Page excerpt:
+ + +
Laid Off University of Chicago Workers Fighting Mad
Chicago, IL – Sherri Taylor-Kennedy was insulted and angry at her employer. “When I got here I was informed that my position had been eliminated. I had 30 minutes to gather my belongings and be escorted off the premises.” She spoke out at a protest rally Feb. 10 to 200 co-workers and supporters at the University of Chicago Medical Center (UCMC).
Ms. Taylor-Kennedy has worked here for 14 years as a secretary. Management has announced 450 layoffs already, and hundreds more to come. These job cuts are happening even though the hospital hasn't lost any money, nor are there fewer patients. They are getting rid of workers because their stock-based endowment lost 40% of its value. They want to make up for their bad investments by cutting people.
Richard Berg, president of Teamsters Local 743, was highly critical that these cuts were made despite no financial losses in the operation of the hospital. “They're not General Motors or Ford, where sales are down. This is sheer arrogance,” he declared to cheers from the crowd.
+ + +
Records supplied:
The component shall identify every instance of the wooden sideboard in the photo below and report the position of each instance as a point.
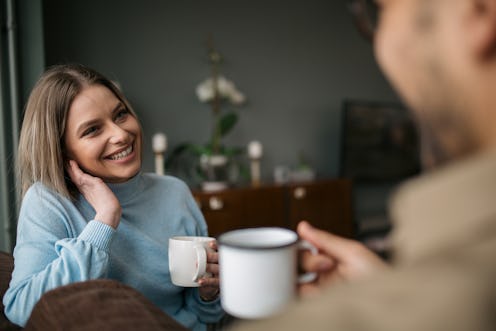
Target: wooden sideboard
(324, 203)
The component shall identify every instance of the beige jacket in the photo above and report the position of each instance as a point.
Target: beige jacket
(444, 270)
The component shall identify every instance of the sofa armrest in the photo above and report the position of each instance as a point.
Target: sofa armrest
(6, 267)
(98, 305)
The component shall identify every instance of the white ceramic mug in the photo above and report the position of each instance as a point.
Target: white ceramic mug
(258, 270)
(188, 259)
+ + +
Work request:
Translate this sentence from the article on the University of Chicago layoffs into Spanish: "These job cuts are happening even though the hospital hasn't lost any money, nor are there fewer patients."

Written response:
Estos recortes de empleo se están produciendo aunque el hospital no ha perdido nada de dinero, ni hay menos pacientes.